Shape boundary entries
^^^^^^^^^^^^^^^^

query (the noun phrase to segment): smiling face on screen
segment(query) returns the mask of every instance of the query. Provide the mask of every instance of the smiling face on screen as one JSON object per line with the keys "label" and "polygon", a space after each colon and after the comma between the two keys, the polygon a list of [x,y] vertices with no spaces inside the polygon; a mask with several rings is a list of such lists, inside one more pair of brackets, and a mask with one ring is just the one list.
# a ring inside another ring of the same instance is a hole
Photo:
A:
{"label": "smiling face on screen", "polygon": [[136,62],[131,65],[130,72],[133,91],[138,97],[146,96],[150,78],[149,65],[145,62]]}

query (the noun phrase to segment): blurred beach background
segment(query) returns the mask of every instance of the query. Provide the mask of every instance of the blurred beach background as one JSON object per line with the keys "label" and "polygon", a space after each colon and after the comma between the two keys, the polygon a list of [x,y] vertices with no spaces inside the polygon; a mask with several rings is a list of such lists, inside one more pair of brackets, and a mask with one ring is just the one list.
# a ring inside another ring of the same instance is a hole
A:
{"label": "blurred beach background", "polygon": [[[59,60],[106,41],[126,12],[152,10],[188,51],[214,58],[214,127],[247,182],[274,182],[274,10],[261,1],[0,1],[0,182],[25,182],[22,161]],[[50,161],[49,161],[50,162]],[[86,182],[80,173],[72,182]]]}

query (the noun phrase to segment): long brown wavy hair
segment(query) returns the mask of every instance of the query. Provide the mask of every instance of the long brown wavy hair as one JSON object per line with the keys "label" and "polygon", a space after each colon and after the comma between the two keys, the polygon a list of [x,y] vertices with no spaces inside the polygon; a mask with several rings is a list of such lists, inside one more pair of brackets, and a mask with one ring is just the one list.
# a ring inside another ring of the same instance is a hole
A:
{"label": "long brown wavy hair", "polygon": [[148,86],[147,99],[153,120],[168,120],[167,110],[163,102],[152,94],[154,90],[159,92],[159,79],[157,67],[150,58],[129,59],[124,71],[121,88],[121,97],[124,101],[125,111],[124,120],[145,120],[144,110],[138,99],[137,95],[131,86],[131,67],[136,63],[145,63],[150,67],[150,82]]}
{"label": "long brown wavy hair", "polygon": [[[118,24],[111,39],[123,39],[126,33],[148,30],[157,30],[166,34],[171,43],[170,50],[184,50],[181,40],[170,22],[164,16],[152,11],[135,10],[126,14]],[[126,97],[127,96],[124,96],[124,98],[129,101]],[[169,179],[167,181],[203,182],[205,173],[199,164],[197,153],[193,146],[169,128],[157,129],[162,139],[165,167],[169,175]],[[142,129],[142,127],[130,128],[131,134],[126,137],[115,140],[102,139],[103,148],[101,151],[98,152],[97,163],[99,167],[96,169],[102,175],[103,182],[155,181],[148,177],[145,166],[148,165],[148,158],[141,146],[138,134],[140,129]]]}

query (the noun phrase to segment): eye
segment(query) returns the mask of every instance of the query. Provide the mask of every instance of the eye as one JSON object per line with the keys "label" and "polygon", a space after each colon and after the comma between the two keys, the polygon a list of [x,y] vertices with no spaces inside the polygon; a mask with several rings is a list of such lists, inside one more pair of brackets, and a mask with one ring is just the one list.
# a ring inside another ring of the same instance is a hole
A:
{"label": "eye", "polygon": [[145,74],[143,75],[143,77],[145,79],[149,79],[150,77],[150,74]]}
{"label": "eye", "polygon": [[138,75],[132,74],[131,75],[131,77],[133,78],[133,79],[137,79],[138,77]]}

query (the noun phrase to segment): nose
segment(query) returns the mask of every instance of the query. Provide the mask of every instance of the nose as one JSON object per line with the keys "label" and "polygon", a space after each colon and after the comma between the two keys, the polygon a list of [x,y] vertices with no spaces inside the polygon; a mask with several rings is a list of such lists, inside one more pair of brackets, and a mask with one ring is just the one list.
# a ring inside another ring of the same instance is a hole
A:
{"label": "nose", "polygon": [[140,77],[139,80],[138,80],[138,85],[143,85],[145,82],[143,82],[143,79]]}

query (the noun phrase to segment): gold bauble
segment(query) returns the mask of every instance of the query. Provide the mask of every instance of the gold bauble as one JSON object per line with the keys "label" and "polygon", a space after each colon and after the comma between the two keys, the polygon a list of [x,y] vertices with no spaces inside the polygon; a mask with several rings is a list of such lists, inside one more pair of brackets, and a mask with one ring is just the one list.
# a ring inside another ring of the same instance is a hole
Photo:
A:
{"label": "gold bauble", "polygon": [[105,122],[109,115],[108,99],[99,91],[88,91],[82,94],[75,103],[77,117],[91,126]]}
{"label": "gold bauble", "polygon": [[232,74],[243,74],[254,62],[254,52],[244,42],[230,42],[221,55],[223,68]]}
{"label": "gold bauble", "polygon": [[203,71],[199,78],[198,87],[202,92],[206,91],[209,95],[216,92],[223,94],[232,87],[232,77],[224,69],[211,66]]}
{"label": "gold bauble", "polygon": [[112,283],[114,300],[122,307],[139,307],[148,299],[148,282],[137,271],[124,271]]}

^^^^^^^^^^^^^^^^

## WHAT THIS TASK INVOLVES:
Format every line of the records above as a Markdown table with the columns "Row" and "Line," numbering the rows in order and leaving out blank lines.

## RESULT:
| Row | Line |
|---|---|
| 1 | query (the noun phrase to segment): smiling face on screen |
| 2 | segment(query) returns the mask of every instance of the query. Provide the mask of every instance of the smiling face on screen as one JSON object per line with the keys "label" and "polygon", a space after each colon and after the comma between the two keys, the polygon a list of [x,y] vertices with no spaces inside the polygon; a mask with several rings is a list of such lists, inside one more pair of brackets, and a mask with one ring is just the one list. |
| 3 | # a ring inside another ring of the same instance is a hole |
| 4 | Photo: |
| 5 | A: |
| 6 | {"label": "smiling face on screen", "polygon": [[136,62],[131,65],[130,72],[133,91],[138,97],[146,96],[150,78],[149,65],[145,62]]} |
| 7 | query (the noun phrase to segment): blurred beach background |
| 8 | segment(query) returns the mask of every instance of the query. Provide the mask of every instance of the blurred beach background as one JSON object per line with the keys "label" and "polygon", a space after each colon and after the comma between the two keys, the polygon a list of [x,y] vertices with no spaces inside the polygon; a mask with several rings is a list of such lists, inside one more pair of brackets, and a mask with one ring is just the one list. |
| 9 | # a ring inside another ring of the same instance is a hole |
| 10 | A: |
| 11 | {"label": "blurred beach background", "polygon": [[[59,60],[106,41],[126,12],[152,10],[188,51],[214,58],[214,127],[247,182],[274,182],[274,10],[261,1],[0,1],[0,182],[25,182],[22,161]],[[50,161],[49,161],[50,162]],[[86,182],[80,173],[72,182]]]} |
| 12 | query (the noun phrase to segment): long brown wavy hair |
| 13 | segment(query) returns the mask of every instance of the query. Provide the mask of every instance of the long brown wavy hair as one JSON object per line with the keys "label" and "polygon", a space after each colon and after the comma between the two keys, the polygon a list of [x,y] vertices with no spaces inside the polygon; a mask with several rings is a list of such lists, inside one more pair of brackets, and a mask with one ring is just the one list. |
| 14 | # a ring inside another ring of the same instance is a hole |
| 15 | A: |
| 16 | {"label": "long brown wavy hair", "polygon": [[148,86],[147,99],[153,120],[168,120],[167,110],[163,102],[152,94],[154,90],[159,92],[159,79],[157,67],[150,58],[129,59],[124,71],[121,88],[121,97],[124,101],[125,111],[124,120],[145,120],[144,110],[138,99],[137,95],[131,86],[131,67],[136,63],[145,63],[150,67],[150,82]]} |
| 17 | {"label": "long brown wavy hair", "polygon": [[[118,24],[111,39],[123,39],[126,33],[148,30],[157,30],[166,34],[171,43],[170,50],[184,50],[181,40],[170,22],[164,16],[152,11],[135,10],[126,14]],[[126,97],[127,96],[124,96],[124,98],[129,101]],[[169,179],[167,181],[203,182],[205,173],[199,164],[197,153],[193,146],[169,128],[157,129],[162,139],[165,167],[169,175]],[[142,129],[142,127],[130,128],[131,134],[126,137],[115,140],[102,139],[103,148],[101,151],[98,152],[97,163],[99,167],[96,169],[102,175],[103,182],[155,181],[148,177],[145,166],[148,165],[148,158],[141,146],[138,134],[140,129]]]} |
| 18 | query (the noun phrase to segment): eye |
| 19 | segment(query) returns the mask of every instance of the query. Provide the mask of every instance of the eye as one JSON object per line with the keys "label" and "polygon", a space after each colon and after the comma between the two keys, the polygon a list of [x,y] vertices with no spaces inside the polygon; a mask with several rings is a list of such lists, inside one more pair of brackets, and a mask with one ring is just the one list. |
| 20 | # a ring inside another ring of the same instance is a hole |
| 21 | A: |
| 22 | {"label": "eye", "polygon": [[145,74],[143,75],[143,77],[145,79],[149,79],[150,77],[150,74]]} |
| 23 | {"label": "eye", "polygon": [[138,75],[132,74],[131,75],[131,77],[133,78],[133,79],[137,79],[138,77]]} |
| 24 | query (the noun phrase to segment): nose |
| 25 | segment(query) returns the mask of every instance of the query. Provide the mask of every instance of the nose as one JSON object per line with the keys "label" and "polygon", a space after each colon and after the comma between the two keys, the polygon a list of [x,y] vertices with no spaces inside the polygon; a mask with several rings is a list of such lists, inside one more pair of brackets, and a mask with one ring is just the one list. |
| 26 | # a ring inside another ring of the same instance is a hole |
| 27 | A: |
| 28 | {"label": "nose", "polygon": [[140,77],[139,80],[138,80],[138,85],[143,85],[145,82],[143,82],[143,79]]} |
| 29 | query (the noun phrase to segment): gold bauble |
| 30 | segment(query) returns the mask of every instance of the query. Provide the mask of every instance of the gold bauble as one JSON object per line with the keys "label" and "polygon", a space after each colon and after the comma between the two keys, the polygon a list of [x,y] vertices with no spaces inside the polygon; a mask with several rings is a list of such lists, inside one more pair of brackets, and a mask with one ring is just the one list. |
| 31 | # a ring inside another ring of the same instance is a hole |
| 32 | Photo: |
| 33 | A: |
| 34 | {"label": "gold bauble", "polygon": [[105,122],[109,115],[108,99],[99,91],[88,91],[82,94],[75,103],[77,117],[91,126]]} |
| 35 | {"label": "gold bauble", "polygon": [[232,74],[243,74],[254,62],[254,52],[244,42],[230,42],[221,55],[223,68]]} |
| 36 | {"label": "gold bauble", "polygon": [[203,71],[199,78],[198,87],[202,92],[206,91],[209,95],[216,92],[223,94],[232,87],[232,77],[224,69],[211,66]]} |
| 37 | {"label": "gold bauble", "polygon": [[112,283],[114,300],[122,307],[139,307],[148,299],[148,282],[137,271],[124,271]]} |